====== Excerpt provided

I barely finished GTA IV too, the main game that is. Didn't enjoy it that much, but the expansions really learned a lot of the critique and put out a better game. Ballad of Gay Tony especially, the whole game just felt different, more fun, more colour, more weird weapons, more vehicles, .... If you haven't played that expansion, pick it up and give it a chance. It adds so much off the more fun GTA SA , and it does it so well.

I find there's just way more work put into GTA games than in SR. More budget, better voice casting, the world is just MUCH more refined in GTA than in SR. Those TV channels, the ingame internet, the overall world, the people walking in it, the buildings, EVERYTHING has more work in it than SR.
When GTA V was released, it was all over the news in Belgium, even on the radio, people were talking about it. NO other games are as hyped/famous/notorious/known as the GTA games, just none. Everyone of my age knows GTA, because the games are excellent, everyone wants to play them, and they aren't being milked like CoD/FIFA and other games are.



twillinx said:


> I played it for about an hour yesterday, and I can't believe they didn't keep the way you get rid of the cops like you did in Chinatown Wars... to me that was very disappointing. In CTW being chased by the cops was so much fun I used to see to it happening if I had a long drive; just to have something to do on my way there. But now it seems to be back to being the most annoying thing that can happen to you in the game. Please tell me you can crash the cops to get rid of them and I just didn't try hard enough, please!


QFT, I liked that system too, and I bet they were considering it, but they haven't. Too bad, but okay.


----------



## kristianity77 (Sep 18, 2013)

Im still loving it 4 days in!

============

◆ What to work on
• a. In the GTA forum thread, which GTA IV expansion does the first post single out as especially good?
• b. From the GTA forum thread, output everything from "I find there's" down to "other games are.".
• c. Write the next part of the GTA forum thread, picking up right after its last line.

====== Information given

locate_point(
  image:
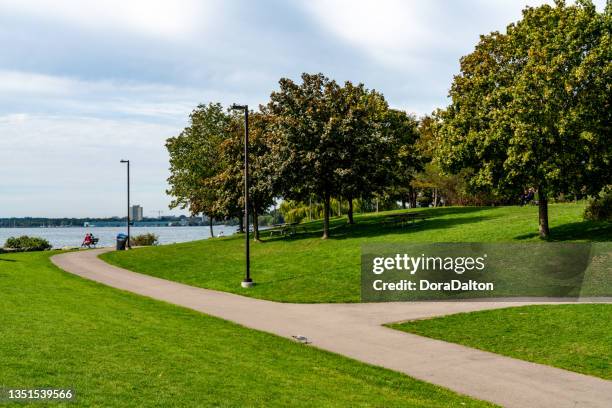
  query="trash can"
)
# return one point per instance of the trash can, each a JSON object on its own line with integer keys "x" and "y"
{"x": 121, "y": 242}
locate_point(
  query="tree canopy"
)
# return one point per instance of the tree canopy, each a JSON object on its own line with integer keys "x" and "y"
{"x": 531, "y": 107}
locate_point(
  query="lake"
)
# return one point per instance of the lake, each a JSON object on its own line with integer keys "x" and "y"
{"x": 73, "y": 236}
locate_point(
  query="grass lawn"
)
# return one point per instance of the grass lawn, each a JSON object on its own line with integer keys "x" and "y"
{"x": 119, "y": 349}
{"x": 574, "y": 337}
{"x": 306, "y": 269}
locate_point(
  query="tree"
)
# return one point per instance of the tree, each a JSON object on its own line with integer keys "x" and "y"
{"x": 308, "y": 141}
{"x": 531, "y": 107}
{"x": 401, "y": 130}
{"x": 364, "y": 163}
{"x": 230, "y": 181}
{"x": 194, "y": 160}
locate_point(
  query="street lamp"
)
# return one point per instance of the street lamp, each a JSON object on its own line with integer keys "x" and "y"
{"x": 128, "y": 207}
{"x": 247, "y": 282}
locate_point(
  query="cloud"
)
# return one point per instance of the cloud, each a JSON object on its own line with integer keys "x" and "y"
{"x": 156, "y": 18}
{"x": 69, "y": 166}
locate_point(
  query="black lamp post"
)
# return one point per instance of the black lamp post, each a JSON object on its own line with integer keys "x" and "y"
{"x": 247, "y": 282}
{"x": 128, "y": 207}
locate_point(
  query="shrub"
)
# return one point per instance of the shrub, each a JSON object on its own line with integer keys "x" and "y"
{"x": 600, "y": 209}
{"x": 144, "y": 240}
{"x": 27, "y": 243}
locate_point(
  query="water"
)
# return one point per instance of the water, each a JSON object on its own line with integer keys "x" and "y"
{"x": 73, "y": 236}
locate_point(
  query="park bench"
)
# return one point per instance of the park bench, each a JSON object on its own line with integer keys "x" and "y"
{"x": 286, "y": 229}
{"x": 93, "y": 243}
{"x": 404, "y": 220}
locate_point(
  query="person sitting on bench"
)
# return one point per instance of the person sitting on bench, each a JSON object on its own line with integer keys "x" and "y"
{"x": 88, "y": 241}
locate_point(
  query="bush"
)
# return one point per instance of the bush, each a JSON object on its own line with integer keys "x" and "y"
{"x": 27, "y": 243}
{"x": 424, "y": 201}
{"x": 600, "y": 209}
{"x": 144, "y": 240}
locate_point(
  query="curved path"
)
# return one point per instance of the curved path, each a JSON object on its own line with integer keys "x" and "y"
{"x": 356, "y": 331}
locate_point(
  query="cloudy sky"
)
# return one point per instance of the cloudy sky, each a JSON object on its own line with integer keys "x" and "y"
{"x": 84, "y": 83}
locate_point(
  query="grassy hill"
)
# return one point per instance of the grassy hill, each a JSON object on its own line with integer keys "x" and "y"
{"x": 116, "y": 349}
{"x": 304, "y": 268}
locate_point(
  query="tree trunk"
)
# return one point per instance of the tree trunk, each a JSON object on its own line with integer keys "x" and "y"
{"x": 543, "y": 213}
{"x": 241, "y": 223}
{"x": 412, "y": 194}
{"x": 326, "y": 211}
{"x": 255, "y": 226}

============
====== Information given

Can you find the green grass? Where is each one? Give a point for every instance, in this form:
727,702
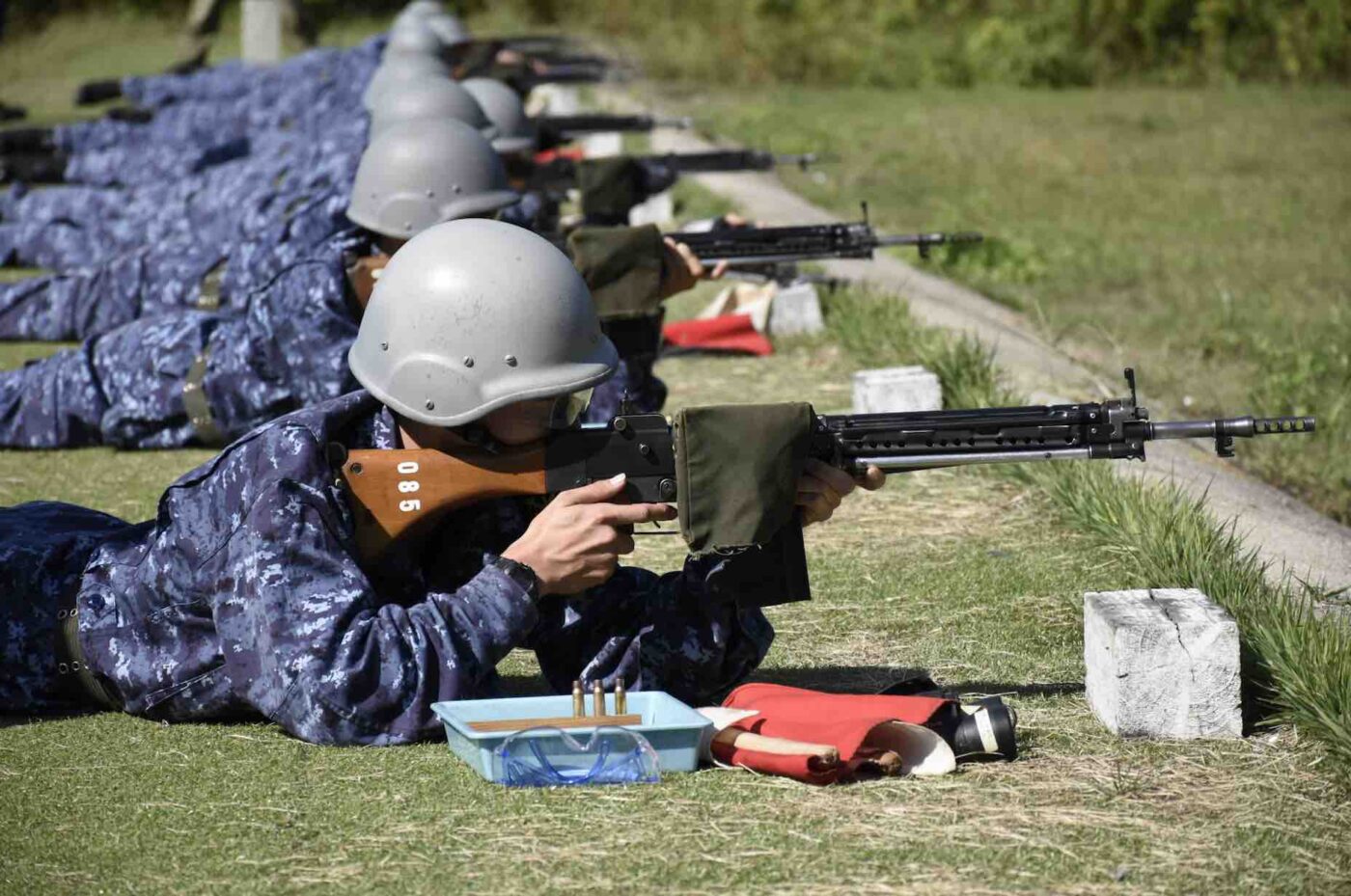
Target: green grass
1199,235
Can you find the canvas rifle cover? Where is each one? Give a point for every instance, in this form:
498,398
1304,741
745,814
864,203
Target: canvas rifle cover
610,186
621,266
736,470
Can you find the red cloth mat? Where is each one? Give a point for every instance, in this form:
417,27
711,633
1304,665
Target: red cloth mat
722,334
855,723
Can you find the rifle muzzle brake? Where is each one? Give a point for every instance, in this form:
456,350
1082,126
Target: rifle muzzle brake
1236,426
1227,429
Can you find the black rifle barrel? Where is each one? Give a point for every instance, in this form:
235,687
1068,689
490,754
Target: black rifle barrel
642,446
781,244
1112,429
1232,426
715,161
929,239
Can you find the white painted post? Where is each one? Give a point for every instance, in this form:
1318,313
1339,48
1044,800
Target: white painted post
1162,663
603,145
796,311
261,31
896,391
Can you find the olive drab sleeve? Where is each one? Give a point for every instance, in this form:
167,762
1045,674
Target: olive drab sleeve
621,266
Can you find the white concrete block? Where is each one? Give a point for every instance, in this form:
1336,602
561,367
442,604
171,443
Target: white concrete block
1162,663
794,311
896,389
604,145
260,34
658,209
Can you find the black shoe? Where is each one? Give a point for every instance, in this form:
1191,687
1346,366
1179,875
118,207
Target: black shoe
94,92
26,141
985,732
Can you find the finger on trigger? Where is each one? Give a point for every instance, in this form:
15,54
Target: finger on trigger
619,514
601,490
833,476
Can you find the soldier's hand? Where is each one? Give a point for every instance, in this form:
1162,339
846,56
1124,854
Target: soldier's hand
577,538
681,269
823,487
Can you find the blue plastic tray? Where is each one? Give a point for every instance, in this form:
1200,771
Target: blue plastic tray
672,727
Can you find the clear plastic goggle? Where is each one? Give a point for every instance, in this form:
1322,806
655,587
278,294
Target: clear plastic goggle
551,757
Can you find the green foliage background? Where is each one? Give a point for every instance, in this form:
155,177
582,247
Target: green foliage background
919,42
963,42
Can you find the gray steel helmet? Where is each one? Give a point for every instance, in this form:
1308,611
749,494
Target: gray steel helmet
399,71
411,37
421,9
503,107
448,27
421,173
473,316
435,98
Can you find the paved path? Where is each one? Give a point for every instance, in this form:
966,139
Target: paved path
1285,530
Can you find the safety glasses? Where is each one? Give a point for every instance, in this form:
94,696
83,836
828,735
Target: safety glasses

============
====== Information given

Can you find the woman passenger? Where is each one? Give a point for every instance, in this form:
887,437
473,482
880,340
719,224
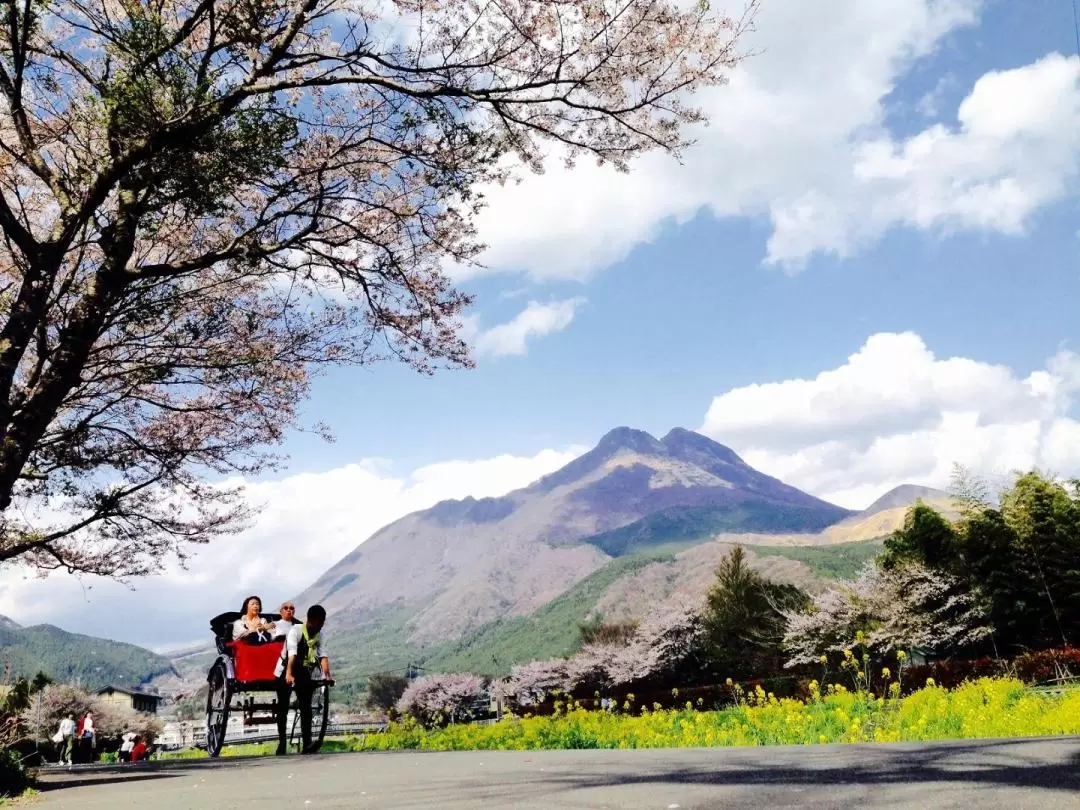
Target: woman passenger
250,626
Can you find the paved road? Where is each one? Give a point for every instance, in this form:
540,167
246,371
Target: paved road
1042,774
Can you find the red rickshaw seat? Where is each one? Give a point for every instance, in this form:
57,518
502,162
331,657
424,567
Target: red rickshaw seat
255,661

============

◆ Results of the tasks
• a. Ballad of Gay Tony

• b.
I find there's just way more work put into GTA games than in SR. More budget, better voice casting, the world is just MUCH more refined in GTA than in SR. Those TV channels, the ingame internet, the overall world, the people walking in it, the buildings, EVERYTHING has more work in it than SR.
When GTA V was released, it was all over the news in Belgium, even on the radio, people were talking about it. NO other games are as hyped/famous/notorious/known as the GTA games, just none. Everyone of my age knows GTA, because the games are excellent, everyone wants to play them, and they aren't being milked like CoD/FIFA and other games are.

• c.
I am finding GTA to be alot like a relationship though. After a bit you do get a bit bored and start fucking about!


----------



## FAST6191 (Sep 18, 2013)

kristianity77 said:


> Im still loving it 4 days in!
> 
> I am finding GTA to be alot like a relationship though. After a bit you do get a bit bored and start fucking about!



Do come back and share when you get to the "sharing interesting/deviant things in a bid to keep things interesting" phase.


----------



## ShadowSoldier (Sep 18, 2013)

kristianity77 said:


> Im still loving it 4 days in!
> 
> I am finding GTA to be alot like a relationship though. After a bit you do get a bit bored and start fucking about!


 
Wouldn't it be better than a relationship because there's no punishment for you being bored or fucking about?


----------



## DrOctapu (Sep 19, 2013)

GTA V's sold almost as much as Black Ops 2 *o**n it's first day.* Like it or not, GTA V's probably going to be generation defining, because that shit is flying off the shelves.
Also TLOU is overrated as fuck.


----------



## grossaffe (Sep 19, 2013)

Satangel said:


> Well I wouldn't say always. I still remember Vice City and GTA SA story quite well, even though it's been 5 years or more since I last completed those games. If that isn't a good gaming story, I don't know what is. Many characters were just so well made and voiced, so funny too, they make a really solid memory.
> I barely finished GTA IV too, the main game that is. Didn't enjoy it that much, but the expansions really learned a lot of the critique and put out a better game. Ballad of Gay Tony especially, the whole game just felt different, more fun, more colour, more weird weapons, more vehicles, .... If you haven't played that expansion, pick it up and give it a chance. It adds so much off the more fun GTA SA , and it does it so well.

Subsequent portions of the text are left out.